:: Tekst do ćwiczenia

Data: 2008-09-07 17:26:54
Temat: Re: Rodzina zastępcza
Od: medea <e...@p...fm>
Pokaż wszystkie nagłówki
Ikselka pisze:
> To za duże wymagania wobec małego człowieka, ciążar ponad jego siły, i
> nawet jeśli on spełnia oczekiwania rodziców, kiwając główką, że rozumie, to
> przecież całym sobą musi się buntować, wewnątrz sej niedojrzałej psychiki,
> głęboko, starając się może tego nie pokazać, ale przecież to kiedyś musi
> pęknąć jak wrzód...
A pomyślałaś o tym, że dziecko może się cieszyć z faktu nowego
rodzeństwa? Nie wiem, o dzieciach w jakim wieku piszesz, ale -
zakładając, że mówimy o dziecku kilkuletnim - czy dla niego to ma
rzeczywiście aż takie znaczenie w jaki sposób to drugie dziecko pojawiło
się w jego życiu? Czy jest biologicznym dzieckiem rodziców czy nie?
Przypuszczam, że moja córka by się cieszyła, gdyby została "obdarowana"
takim rodzeństwem, nie mniej i nie inaczej niż naturalnym, gdyby została
do tego odpowiednio przygotowana.
> Twierdzę: ludzie mający rodzone dzieci popełniają na nich wielkie zło
> przygarniając obce. To rana nie do zabliźnienia, ból nie do wyrównania,
> niegasnący, nasilający się z wiekiem, kiedy to młody człowiek uświadamia
> sobie coraz nowe aspekty i następstwa, poza czysto fizycznym dzieleniem się
> mamą i tatą...
Darując mu naturalne rodzeństwo tez zadajesz dziecku ranę?
Przyznam, że nie patrzyłam nigdy na ten problem pod tym kątem, chociaż
nie raz zastanawiałam się nad "przygarnięciem" dziecka.

::::

■ Zadanie do wykonania ■
Wypisz bez żadnych zmian z wpisu o rodzinie zastępczej wszystko od słów „takim rodzeństwem, nie” aż po słowa „mamą i tatą...”. Dane nie są potrzebne do wykonania tego zadania.

:: Podane dane

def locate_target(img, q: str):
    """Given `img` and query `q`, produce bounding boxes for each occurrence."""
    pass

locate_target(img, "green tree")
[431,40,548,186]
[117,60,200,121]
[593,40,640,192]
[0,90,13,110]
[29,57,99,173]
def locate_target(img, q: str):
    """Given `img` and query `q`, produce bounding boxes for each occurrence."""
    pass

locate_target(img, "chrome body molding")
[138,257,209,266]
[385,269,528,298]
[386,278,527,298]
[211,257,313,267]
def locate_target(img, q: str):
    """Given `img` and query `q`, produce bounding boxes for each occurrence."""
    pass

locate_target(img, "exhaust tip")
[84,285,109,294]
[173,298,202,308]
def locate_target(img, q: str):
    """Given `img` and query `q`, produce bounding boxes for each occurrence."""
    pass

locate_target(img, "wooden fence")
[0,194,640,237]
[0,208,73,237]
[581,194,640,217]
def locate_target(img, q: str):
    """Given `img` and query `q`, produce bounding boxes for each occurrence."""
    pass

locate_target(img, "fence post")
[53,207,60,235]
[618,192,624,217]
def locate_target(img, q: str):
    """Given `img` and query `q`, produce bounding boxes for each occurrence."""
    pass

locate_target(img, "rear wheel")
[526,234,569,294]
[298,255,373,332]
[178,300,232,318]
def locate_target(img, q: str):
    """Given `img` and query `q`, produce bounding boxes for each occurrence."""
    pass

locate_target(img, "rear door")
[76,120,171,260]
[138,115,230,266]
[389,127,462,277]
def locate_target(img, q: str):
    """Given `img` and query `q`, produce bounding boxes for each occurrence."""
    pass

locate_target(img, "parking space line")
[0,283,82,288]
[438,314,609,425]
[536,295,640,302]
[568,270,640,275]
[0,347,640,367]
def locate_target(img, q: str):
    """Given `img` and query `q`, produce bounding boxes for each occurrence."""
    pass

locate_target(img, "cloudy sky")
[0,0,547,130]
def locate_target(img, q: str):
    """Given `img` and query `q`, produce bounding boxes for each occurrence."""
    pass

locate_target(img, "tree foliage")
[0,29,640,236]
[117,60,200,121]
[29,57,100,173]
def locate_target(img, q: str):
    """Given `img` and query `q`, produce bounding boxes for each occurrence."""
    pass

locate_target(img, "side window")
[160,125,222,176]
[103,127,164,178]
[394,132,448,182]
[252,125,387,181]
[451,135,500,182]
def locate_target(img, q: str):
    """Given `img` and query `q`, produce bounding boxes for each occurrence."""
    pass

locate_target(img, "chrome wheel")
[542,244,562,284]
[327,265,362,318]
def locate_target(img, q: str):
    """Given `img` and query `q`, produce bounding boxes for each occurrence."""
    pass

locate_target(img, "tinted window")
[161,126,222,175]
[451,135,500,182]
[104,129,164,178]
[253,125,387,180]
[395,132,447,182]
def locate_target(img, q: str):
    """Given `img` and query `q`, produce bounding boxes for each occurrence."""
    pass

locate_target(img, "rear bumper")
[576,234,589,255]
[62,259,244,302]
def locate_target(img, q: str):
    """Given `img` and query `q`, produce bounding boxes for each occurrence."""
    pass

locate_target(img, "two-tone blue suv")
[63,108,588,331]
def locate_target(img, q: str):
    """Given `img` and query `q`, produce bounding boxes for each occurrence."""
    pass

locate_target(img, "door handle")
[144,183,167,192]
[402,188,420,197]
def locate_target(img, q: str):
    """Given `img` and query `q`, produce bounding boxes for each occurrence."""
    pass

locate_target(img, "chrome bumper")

::::

■ Wynik ■
takim rodzeństwem, nie mniej i nie inaczej niż naturalnym, gdyby została
do tego odpowiednio przygotowana.
> Twierdzę: ludzie mający rodzone dzieci popełniają na nich wielkie zło
> przygarniając obce. To rana nie do zabliźnienia, ból nie do wyrównania,
> niegasnący, nasilający się z wiekiem, kiedy to młody człowiek uświadamia
> sobie coraz nowe aspekty i następstwa, poza czysto fizycznym dzieleniem się
> mamą i tatą...